Transcreva, do texto sobre Charles Norris-Brown e o Nepal, o trecho que começa em "Um rápido esboço" e vai até "relacionadas a tigres.", inclusive.
____ Texto de origem
Charles Norris-Brown e seu amor pelo Nepal, tigres e conservação — um tributo

Dr. Charles Norris-Brown, um antropologista, artista e contador de histórias, viajou extensivamente para o Nepal ocidental em busca de histórias de tigres. Captura de tela de um vídeo do YouTube feito pela TV Comunitária Falls Area sobre seu livro ‘Did Tiger Take the Rain?’.

Um rápido esboço de um jipe trêmulo com um homem volumoso sentado no teto — este foi o último esboço que o Dr. Charles Norris-Brown me mostrou depois de nossa viagem de um mês para o Nepal ocidental em fevereiro de 2011. Viajamos por cinco distritos do Nepal ocidental — Banke, Bardiya, Kailali, Kanchanpur e Dang em busca de mitos e histórias relacionadas a tigres.

Quando eu perguntei o que tinha de tão especial no desenho, ele deu um sorriso irônico e disse: “Eu não posso esquecer esse veículo, gastei dois terços do meu orçamento no aluguel dele. E o homem em cima do jipe é o motorista que raramente sorria”.

Charles, um antropologista, artista e contador de histórias de Vermont, nos Estados Unidos, planejava escrever um livro de história infantil sobre tigres. Ele queria visitar as aldeias Tharu no Nepal ocidental para saber a percepção dos tigres pela comunidade e coletar histórias relacionadas. Ele me mandou um e-mail porque eu tinha liderado a fase inicial do Fundo da Vida Selvagem Mundial campanha TX2 no Nepal para duplicar o número de tigres até 2022. Como eu estava interessado na coleta de histórias sobre tigres, decidi acompanhá-lo e ajudá-lo no projeto.

Charles tinha um sorriso único. Quando via um grupo de crianças, ia para perto delas e dizia: “Haansa, haansa”. Apesar de querer dizer “sorria” para uma foto, soava como “pato” em nepalês. As crianças riam e eu também. Então um grande sorriso aparecia no rosto de Charles. Ele era um homem de poucas palavras, mas seus olhos diziam tudo. 

Ele analisava os traços de uma pessoa e dava um apelido memorável. Apelidou um de nossos amigos de “Banco de Dados” porque ele podia identificar a pessoa certa nos lugares certos. Foi com a ajuda de Banco de Dados que pudemos facilmente cruzar os distritos ocidentais do Nepal.

Tivemos muitos momentos de alegria, risadas e frustração durante a viagem. Em um lugar, chegamos a um rio estreito e profundo, que teríamos que atravessar. Alguém podia facilmente atravessar o rio a pé, e isso não levaria mais de 15 minutos. Contudo, estávamos com o jipe. Insistimos para o motorista tentar atravessar o rio, mas ele tinha medo de ficar preso no meio. Então, acabamos dirigindo por duas horas no escuro pela densa floresta numa estrada esburacada à margem do rio. Finalmente achamos a ponte, perto da fronteira indiana, onde pudemos cruzar o rio.
________
____ Itens armazenados
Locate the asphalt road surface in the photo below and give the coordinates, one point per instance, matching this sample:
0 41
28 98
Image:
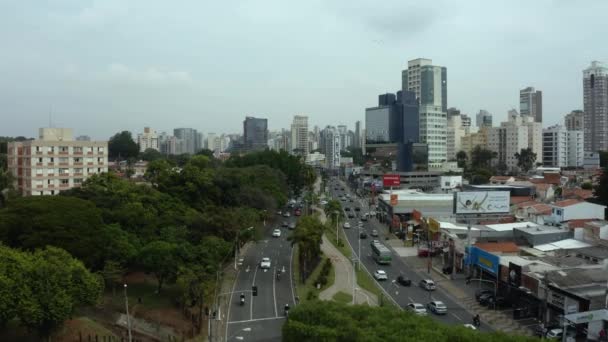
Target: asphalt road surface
401 295
262 316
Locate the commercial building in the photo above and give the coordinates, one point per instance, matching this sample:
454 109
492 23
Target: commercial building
54 162
531 103
188 136
575 120
483 119
595 99
147 139
255 133
562 148
299 135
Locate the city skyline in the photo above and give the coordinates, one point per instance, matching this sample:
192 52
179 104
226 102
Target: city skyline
109 83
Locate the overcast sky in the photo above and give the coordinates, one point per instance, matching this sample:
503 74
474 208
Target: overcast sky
105 66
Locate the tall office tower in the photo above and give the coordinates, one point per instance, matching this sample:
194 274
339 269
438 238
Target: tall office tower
54 162
357 141
188 137
299 135
575 120
255 133
429 83
595 88
332 147
483 119
147 139
531 103
562 148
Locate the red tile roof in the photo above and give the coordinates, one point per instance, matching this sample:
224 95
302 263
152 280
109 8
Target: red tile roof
504 247
567 203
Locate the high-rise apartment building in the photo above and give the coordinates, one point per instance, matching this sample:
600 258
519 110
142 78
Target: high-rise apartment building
575 120
299 135
55 162
595 89
332 147
255 133
147 139
531 103
562 148
429 83
188 136
483 119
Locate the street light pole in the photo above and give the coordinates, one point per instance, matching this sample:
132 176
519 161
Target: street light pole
127 310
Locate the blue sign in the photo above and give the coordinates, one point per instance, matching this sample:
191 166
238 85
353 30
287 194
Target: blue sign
483 259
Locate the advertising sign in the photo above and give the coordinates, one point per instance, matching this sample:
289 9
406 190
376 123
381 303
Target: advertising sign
481 202
483 259
514 275
391 180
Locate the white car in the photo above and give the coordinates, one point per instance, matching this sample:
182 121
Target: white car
417 308
428 284
265 263
380 275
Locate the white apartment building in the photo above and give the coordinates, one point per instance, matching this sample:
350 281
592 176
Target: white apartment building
456 130
148 139
55 162
299 134
562 148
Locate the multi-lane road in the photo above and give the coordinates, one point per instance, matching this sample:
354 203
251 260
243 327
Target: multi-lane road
401 295
262 316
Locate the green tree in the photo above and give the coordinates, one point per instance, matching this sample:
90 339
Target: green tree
56 284
461 159
151 154
161 259
121 146
525 159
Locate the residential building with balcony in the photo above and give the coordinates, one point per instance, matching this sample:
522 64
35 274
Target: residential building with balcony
55 162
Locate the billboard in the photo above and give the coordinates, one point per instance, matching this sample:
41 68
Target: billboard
481 202
391 180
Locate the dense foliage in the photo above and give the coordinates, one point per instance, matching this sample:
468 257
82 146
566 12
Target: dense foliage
332 321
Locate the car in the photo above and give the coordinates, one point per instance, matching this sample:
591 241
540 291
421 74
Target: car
403 281
427 284
380 275
481 292
265 263
437 307
554 334
417 308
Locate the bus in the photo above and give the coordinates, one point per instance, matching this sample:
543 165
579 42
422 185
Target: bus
381 253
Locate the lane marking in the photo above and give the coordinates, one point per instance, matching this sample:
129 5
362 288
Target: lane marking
257 320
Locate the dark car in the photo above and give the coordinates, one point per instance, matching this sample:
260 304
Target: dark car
403 281
481 292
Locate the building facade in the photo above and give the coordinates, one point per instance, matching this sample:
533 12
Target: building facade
55 162
255 133
531 103
147 139
575 120
595 99
562 148
299 135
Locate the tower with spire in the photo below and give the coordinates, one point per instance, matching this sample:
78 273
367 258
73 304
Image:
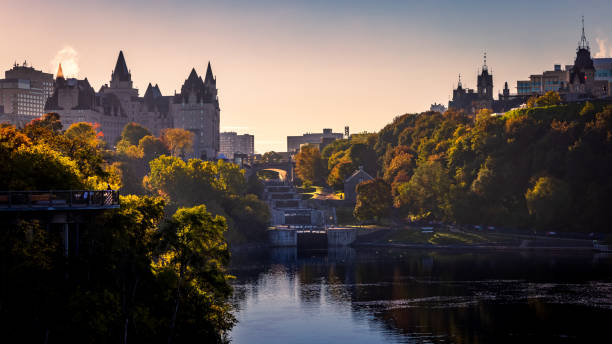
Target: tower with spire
582 74
196 108
121 76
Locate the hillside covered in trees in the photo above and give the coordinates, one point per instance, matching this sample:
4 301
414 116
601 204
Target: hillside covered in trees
153 270
546 166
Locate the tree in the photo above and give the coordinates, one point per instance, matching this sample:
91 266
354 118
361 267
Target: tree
426 194
549 98
339 173
194 252
373 200
309 166
179 141
549 202
134 132
152 147
360 154
50 121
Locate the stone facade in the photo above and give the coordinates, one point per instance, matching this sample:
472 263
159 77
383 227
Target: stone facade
24 90
231 143
350 184
196 109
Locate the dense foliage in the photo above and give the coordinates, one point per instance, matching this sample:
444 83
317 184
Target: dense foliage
544 166
151 271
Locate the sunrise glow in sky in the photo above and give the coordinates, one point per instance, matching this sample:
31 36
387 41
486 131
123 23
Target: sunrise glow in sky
289 67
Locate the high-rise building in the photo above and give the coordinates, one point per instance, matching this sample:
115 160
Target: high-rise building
470 102
319 139
24 90
538 84
577 81
603 69
196 109
116 104
231 143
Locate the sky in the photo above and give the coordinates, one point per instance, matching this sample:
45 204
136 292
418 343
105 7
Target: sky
291 67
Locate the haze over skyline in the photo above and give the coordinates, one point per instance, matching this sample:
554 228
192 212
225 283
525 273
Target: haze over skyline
289 67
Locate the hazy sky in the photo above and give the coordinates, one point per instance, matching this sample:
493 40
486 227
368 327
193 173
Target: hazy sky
289 67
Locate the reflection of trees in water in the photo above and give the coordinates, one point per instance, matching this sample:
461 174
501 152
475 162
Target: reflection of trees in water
446 296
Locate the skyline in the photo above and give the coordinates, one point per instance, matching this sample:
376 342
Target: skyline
298 67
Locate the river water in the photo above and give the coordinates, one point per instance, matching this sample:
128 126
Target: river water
413 296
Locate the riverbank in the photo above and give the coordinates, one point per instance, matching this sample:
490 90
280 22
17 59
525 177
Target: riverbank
449 238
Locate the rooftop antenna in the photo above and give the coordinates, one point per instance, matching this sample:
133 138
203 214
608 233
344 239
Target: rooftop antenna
584 44
484 67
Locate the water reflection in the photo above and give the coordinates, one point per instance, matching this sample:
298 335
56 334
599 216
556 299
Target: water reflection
406 296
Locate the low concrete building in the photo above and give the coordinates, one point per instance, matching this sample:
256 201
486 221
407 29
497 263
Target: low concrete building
318 139
24 91
231 143
350 184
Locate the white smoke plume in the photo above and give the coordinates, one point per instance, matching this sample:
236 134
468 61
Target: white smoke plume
603 50
69 58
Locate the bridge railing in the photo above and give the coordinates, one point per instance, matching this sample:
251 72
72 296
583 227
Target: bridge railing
59 199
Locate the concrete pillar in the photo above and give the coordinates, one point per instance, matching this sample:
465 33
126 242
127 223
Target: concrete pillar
77 240
66 236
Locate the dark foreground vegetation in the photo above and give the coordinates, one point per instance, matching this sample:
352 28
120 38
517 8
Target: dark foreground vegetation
153 270
546 166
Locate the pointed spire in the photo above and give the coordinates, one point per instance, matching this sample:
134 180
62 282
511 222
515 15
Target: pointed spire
193 75
484 66
121 72
584 44
209 76
60 73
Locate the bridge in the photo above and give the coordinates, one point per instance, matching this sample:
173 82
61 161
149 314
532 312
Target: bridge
64 208
59 200
284 169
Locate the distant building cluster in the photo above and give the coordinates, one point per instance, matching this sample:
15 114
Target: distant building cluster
24 91
232 144
318 139
587 78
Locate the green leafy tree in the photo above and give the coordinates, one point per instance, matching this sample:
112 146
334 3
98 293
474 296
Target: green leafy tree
426 194
133 133
152 147
271 157
549 202
373 200
339 173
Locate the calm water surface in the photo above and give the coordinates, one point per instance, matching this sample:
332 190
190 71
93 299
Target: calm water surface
411 296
________
● **Resolução do exercício**
Um rápido esboço de um jipe trêmulo com um homem volumoso sentado no teto — este foi o último esboço que o Dr. Charles Norris-Brown me mostrou depois de nossa viagem de um mês para o Nepal ocidental em fevereiro de 2011. Viajamos por cinco distritos do Nepal ocidental — Banke, Bardiya, Kailali, Kanchanpur e Dang em busca de mitos e histórias relacionadas a tigres.